*Verplichte opdrachten*
a) Beantwoord drie vragen over de tekst over de verlichtingskasten, elk op een eigen regel:
(i) Waarmee staat de negen richtingen kast altijd gecombineerd?
(ii) Welke variant heeft de energiemeter en besturingsrelais ingebouwd?
(iii) Wat moet er volgens de tekst waarschijnlijk met de varianten 1 en 2 gebeuren zodra overgestapt moet worden naar nieuwe besturingssystemen?
b) Welke beperkingen noemt de tekst over de verlichtingskasten voor de negen richtingen kast? Geef ze allemaal.
c) Schrijf de tekst over de verlichtingskasten verder vanaf het punt waar die ophoudt.

*Bronfragment*

######

Beheerplan openbare verlichting 2014 - 2017
15
Ad 1. De oudste variant, de negen richtingen kast, staat altijd gecombineerd met een Liander laagspanningsstation. Beperkingen zijn: - de energiemeter zit in de laagspanningsruimte, waardoor de gemeente niet zelfstandig de meter op kan nemen/aflezen - de besturingsrelais zitten in de laagspanningsruimte waardoor bij storingen Liander ingeschakeld moet worden (vertraging) - de negen richtingen kasten hebben geen ruimte voor het bijplaatsen van moderne besturingssystemen - de polyester schuifdeksel sluit lastig en is kwetsbaar. Ad 2. De tweede variant, de stalen kast met schuifdeksel, hoeft niet fysiek bij een Liander laagspanningsstation te staan. De energiemeter en besturingsrelais zitten ingebouwd. Dit geeft de mogelijkheid ze te plaatsen op de meest gunstige plek, met technische en economische voordelen. Beperkingen zijn: - er zit niet of nauwelijks ruimte in de kast voor het bijplaatsen van moderne besturingssystemen - het stalen schuifdeksel sluit lastig en is kwetsbaar - de constructie van de behuizing is matig van kwaliteit en daardoor kwetsbaar. Ad 3. De derde variant, de stalen kast met deur, heeft de beperkingen van variant 1 en 2 niet. De kans is daardoor groot dat in de zeer nabije toekomst, zodra overgestapt moet worden naar nieuwe besturingssystemen, de varianten 1 en 2 uitgefaseerd moeten worden. 3.3.4.

######

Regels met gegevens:
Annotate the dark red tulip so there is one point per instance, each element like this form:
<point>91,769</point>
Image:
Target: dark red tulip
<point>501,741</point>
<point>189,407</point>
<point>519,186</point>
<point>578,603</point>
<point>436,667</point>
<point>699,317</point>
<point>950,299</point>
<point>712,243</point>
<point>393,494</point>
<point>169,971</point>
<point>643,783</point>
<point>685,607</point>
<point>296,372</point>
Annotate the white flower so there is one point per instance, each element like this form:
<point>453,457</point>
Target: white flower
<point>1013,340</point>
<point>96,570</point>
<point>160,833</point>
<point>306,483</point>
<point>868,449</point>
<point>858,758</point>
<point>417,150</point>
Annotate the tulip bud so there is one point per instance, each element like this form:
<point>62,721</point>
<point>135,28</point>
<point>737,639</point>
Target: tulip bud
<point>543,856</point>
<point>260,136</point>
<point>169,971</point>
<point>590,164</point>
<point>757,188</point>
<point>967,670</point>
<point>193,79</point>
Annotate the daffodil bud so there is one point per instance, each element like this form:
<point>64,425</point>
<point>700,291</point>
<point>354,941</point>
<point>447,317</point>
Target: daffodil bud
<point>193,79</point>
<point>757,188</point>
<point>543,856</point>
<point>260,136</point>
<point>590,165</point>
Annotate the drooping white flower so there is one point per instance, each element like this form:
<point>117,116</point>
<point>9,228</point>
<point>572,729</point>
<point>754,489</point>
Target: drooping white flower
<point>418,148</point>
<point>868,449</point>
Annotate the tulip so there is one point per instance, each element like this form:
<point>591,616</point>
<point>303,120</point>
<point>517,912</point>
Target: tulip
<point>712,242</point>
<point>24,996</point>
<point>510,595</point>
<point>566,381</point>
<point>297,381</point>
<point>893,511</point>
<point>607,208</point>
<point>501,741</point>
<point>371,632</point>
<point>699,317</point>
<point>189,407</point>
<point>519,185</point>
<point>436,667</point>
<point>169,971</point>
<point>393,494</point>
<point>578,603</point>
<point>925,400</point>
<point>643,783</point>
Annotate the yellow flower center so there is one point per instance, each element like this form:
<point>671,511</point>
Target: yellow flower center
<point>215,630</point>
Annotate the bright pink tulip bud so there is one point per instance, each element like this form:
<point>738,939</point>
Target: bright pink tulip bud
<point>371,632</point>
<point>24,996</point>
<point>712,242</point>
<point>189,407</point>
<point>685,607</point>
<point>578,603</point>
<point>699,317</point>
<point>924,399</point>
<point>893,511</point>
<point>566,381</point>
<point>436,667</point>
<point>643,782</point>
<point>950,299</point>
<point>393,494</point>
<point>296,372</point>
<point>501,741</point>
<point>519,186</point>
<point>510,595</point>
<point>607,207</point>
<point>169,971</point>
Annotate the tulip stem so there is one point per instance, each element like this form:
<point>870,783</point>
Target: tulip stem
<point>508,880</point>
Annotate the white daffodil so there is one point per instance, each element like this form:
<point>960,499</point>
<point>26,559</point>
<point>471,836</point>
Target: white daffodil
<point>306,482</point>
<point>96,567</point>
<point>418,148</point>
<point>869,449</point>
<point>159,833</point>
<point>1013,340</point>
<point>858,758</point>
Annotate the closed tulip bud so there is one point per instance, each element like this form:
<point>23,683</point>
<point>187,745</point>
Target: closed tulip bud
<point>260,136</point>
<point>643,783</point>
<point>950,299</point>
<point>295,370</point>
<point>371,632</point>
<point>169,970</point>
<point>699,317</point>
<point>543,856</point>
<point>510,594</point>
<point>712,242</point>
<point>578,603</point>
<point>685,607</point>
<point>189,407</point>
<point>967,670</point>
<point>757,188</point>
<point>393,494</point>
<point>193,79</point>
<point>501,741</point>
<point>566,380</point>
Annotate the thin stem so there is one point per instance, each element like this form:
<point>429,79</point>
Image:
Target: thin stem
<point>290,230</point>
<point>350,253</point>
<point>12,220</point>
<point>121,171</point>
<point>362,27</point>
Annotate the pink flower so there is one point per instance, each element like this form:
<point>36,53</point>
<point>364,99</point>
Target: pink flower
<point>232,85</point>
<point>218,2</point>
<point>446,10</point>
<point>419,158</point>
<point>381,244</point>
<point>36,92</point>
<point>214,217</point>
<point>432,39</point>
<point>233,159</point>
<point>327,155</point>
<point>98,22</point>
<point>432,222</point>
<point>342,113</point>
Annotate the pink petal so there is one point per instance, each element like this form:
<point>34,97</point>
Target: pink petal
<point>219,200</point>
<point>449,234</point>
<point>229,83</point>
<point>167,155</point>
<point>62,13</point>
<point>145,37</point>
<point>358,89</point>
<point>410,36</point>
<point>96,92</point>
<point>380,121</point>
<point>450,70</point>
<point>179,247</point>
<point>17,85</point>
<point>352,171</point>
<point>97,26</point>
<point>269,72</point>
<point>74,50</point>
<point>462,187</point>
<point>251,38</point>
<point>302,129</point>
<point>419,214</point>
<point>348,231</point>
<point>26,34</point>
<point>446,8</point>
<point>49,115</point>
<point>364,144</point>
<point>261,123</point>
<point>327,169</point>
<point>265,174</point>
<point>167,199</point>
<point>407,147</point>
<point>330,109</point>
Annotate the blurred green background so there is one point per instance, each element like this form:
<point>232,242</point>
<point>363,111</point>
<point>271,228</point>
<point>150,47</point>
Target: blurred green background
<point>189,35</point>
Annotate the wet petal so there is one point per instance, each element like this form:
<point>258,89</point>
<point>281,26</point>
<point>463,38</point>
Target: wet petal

######

*Verwachte antwoorden*
a)
(i) Met een Liander laagspanningsstation.
(ii) De tweede variant, de stalen kast met schuifdeksel.
(iii) Ze moeten uitgefaseerd worden.

b)
- De energiemeter zit in de laagspanningsruimte, waardoor de gemeente de meter niet zelfstandig kan opnemen of aflezen.
- De besturingsrelais zitten in de laagspanningsruimte, waardoor bij storingen Liander ingeschakeld moet worden (vertraging).
- Er is geen ruimte voor het bijplaatsen van moderne besturingssystemen.
- De polyester schuifdeksel sluit lastig en is kwetsbaar.

c)
Kabelnet
Het kabelnet voor OVL in Heerhugowaard onderscheidt zich in twee hoofdgroepen: 1. het gemeentelijk OVL net, ook wel solonet genoemd, 2. de distributiekabel met OVL-aders van Liander, ook wel combinet genoemd. De kwaliteit van het kabelnet moet goed zijn omdat bij storingen meestal grote delen van een wijk of buurt in het donker komen te zitten, met sociale- en verkeersonveiligheid tot gevolg. Om die reden is gemeente Heerhugowaard rond 1975 bij nieuwbouwprojecten overgestapt op solonet. Dit is in de loop der jaren een zeer goede keuze gebleken. Bekend zijn de ontwikkelingen bij de netbeheerders, die ertoe hebben geleid dat het herstellen van storingen in de OVL aders van het distributinet een steeds lagere prioriteit heeft gekregen. Distributie van energie naar grote afnemers is voor de beheerders nog steeds de kerntaak. Daarbij komt dat door aanscherping van de BEI (bedrijfsvoering elektrische installaties van de netbeheerder), voor bijvoorbeeld het afkoppelen van een lichtmast op combinet, de kosten vele malen hoger zijn komen te liggen dan dezelfde ingreep in solonet. Onze conclusie is dat het combinet door deze ontwikkelingen ongeschikt is geworden voor OVL. Het solonet blijkt zeer doelmatig en doeltreffend te zijn ten opzichte van het combinet. Zowel bij nieuwaanleg, bij kabelsanering en gedurende 60 jaar exploitatie liggen de kosten van solonet beduidend lager.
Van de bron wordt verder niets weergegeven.